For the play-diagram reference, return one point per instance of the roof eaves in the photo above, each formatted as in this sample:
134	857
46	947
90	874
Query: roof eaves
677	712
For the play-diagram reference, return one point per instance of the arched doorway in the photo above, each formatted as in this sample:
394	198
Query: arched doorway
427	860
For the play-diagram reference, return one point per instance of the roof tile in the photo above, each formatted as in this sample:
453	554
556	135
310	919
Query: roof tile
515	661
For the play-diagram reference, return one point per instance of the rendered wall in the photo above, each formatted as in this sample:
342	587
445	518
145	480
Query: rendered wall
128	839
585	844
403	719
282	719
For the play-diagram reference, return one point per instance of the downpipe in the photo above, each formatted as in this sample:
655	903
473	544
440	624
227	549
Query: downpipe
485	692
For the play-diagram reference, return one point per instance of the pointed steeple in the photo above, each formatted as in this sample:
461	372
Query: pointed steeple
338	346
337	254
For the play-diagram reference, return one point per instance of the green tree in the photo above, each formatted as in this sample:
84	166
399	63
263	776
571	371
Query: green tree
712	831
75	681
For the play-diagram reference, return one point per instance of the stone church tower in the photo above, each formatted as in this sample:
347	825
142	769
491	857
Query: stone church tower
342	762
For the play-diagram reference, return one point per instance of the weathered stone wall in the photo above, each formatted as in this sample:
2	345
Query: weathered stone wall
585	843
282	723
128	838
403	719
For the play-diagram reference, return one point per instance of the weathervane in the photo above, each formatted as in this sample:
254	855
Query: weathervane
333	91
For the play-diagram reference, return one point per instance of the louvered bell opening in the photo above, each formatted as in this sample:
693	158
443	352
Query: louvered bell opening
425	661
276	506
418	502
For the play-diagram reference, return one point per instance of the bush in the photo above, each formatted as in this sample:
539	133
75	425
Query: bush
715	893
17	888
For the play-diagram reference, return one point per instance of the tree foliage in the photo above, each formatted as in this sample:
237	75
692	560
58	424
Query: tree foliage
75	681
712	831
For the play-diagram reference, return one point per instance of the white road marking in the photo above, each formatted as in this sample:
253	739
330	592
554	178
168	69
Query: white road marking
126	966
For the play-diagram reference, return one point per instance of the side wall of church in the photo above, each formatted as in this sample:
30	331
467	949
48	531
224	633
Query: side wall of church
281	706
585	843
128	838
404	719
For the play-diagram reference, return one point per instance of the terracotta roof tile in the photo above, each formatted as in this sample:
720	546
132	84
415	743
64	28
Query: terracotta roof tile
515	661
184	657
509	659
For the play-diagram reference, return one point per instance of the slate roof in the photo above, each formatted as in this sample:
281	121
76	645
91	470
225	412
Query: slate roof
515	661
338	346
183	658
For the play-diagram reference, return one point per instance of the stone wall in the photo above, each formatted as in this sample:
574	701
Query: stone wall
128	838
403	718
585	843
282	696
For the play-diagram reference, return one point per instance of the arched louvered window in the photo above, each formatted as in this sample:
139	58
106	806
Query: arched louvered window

» **GIVEN EXERCISE**
Set down the listing in full, keeping every word exactly as it is.

» **SOLUTION BELOW**
For the play-diagram reference, return one point per instance of the roof eaves in the photo above, each formatted as in this sample:
134	857
46	947
90	874
Query: roof eaves
677	712
For the play-diagram reference, return one point per instance of the arched doorway in the photo above, each formatted as in this sample:
394	198
Query: arched doorway
427	860
For the play-diagram reference, return one point per instance of the roof tile in the photo above, each formatted as in this sample:
453	554
556	135
310	919
Query: roof tile
515	661
For the play-diagram reference, return one point per instance of the rendered wall in the photo above, each formatted as in this sample:
342	587
445	518
145	480
Query: rendered wall
128	839
585	844
403	719
282	719
For the play-diagram reference, return one point per instance of the downpipe in the photo above, each formatted as in this sample:
655	903
473	544
440	624
227	549
Query: downpipe
485	692
For the play-diagram reference, return one point per instance of the pointed steeple in the photo above, each formatted as in this sample:
461	372
Query: pointed steeple
338	346
337	254
For the play-diagram reference, return one point per instance of the green tree in the photo above, each formatted as in this sample:
84	166
399	63
263	776
571	371
Query: green tree
712	831
75	681
For the play-diagram reference, return one point per instance of the stone church tower in the photo above, each formatted as in this sample:
347	825
142	769
491	857
Query: stone church tower
342	762
For the play-diagram reference, return one point per instance of the weathered stone wall in the photo above, each formatted as in this sample:
2	345
Query: weathered stone wall
585	843
282	723
128	838
403	719
For the play-diagram reference, return one point per instance of the weathervane in the photo above, each formatted as in this sample:
254	855
Query: weathervane
333	91
For the play-diagram reference, return one point per instance of the louvered bell opening in the photo above, each formatted as in this sample:
693	158
443	352
Query: louvered bell opening
425	661
276	506
418	502
For the play-diagram reference, return one point per instance of the bush in the photo above, each formatted as in this sample:
539	133
75	425
Query: bush
715	893
17	888
For the play-diagram reference, return one point per instance of the tree foliage in the photo above, each formatted as in this sample:
237	75
692	560
58	424
Query: tree foliage
75	681
712	831
For the play-diagram reference, return one point per instance of the white road marking in the photo above, each formatted as in this sample:
253	739
330	592
554	178
168	69
Query: white road marking
126	966
For the play-diagram reference, return one point per instance of the side wall of church in the photo above, each formatted as in this sample:
30	331
467	949
48	531
224	633
Query: side wall of church
281	706
585	843
128	838
404	719
For the play-diagram reference, return one point per instance of the terracotta roof tile in the photo above, each formatted as in this sample:
720	546
132	84
415	743
64	28
Query: terracotta roof tile
515	661
184	657
509	659
For the play-diagram reference, return one point per instance of the slate roof in the photo above, each formatted as in this sample:
281	121
76	645
91	470
225	412
Query: slate roof
515	661
338	346
183	658
For the play-diagram reference, return one point per instance of the stone wall in the photo above, each formatted as in this sample:
574	701
Query: stone wall
128	838
403	718
585	843
282	696
For the play-diagram reference, return one point per instance of the arched louvered window in the photo above, each formatted as in this sample:
139	58
106	806
Query: arched louvered window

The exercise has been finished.